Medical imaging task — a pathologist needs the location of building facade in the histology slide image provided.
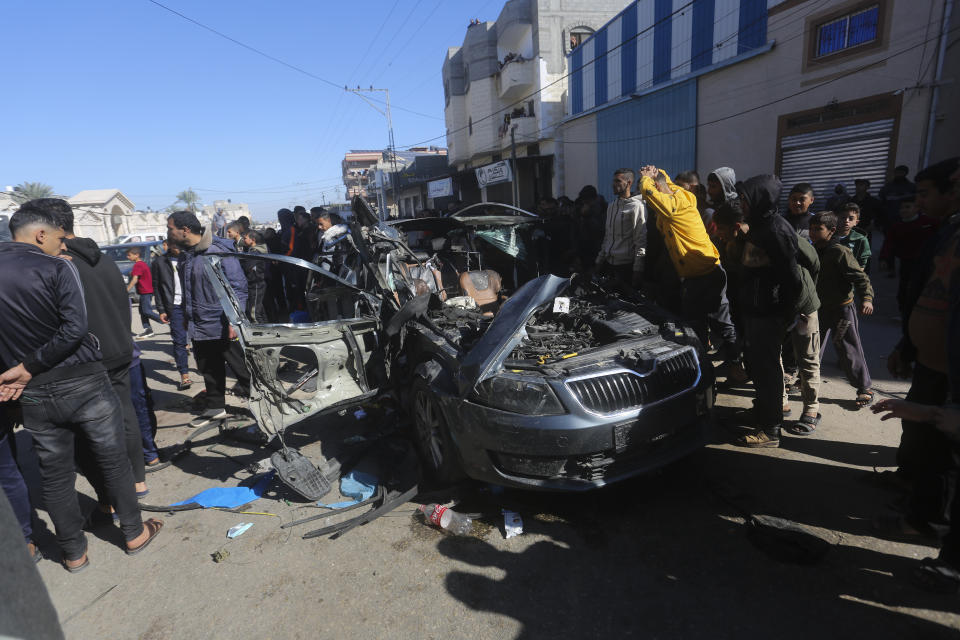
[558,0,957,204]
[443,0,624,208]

● ● ●

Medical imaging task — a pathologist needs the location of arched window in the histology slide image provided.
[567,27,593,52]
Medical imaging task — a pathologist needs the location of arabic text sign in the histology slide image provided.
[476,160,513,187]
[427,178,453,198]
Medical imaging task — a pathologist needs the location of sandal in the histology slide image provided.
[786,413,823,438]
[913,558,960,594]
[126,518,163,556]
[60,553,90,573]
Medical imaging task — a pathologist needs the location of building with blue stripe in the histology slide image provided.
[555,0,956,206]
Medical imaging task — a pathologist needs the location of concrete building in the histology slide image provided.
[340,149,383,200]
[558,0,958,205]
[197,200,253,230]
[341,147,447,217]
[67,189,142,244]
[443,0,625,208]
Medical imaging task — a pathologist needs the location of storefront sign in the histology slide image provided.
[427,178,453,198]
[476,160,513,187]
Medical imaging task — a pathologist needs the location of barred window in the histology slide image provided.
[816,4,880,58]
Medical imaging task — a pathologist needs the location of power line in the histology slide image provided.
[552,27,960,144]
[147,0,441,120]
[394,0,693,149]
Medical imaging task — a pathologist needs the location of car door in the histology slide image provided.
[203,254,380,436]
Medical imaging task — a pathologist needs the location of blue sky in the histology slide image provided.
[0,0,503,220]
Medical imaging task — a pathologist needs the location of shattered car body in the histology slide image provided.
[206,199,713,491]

● ● ●

AIM: Could you render the material from the line with "body in the histology slide image provided." through the line with "[206,199,713,491]", both included, as a JSON list of strings with one string per line and no blank lines?

FINAL RESULT:
[
  "Medical imaging task — a pathologist needs the location of shattered car body in the histology slide image provided.",
  "[206,199,713,491]"
]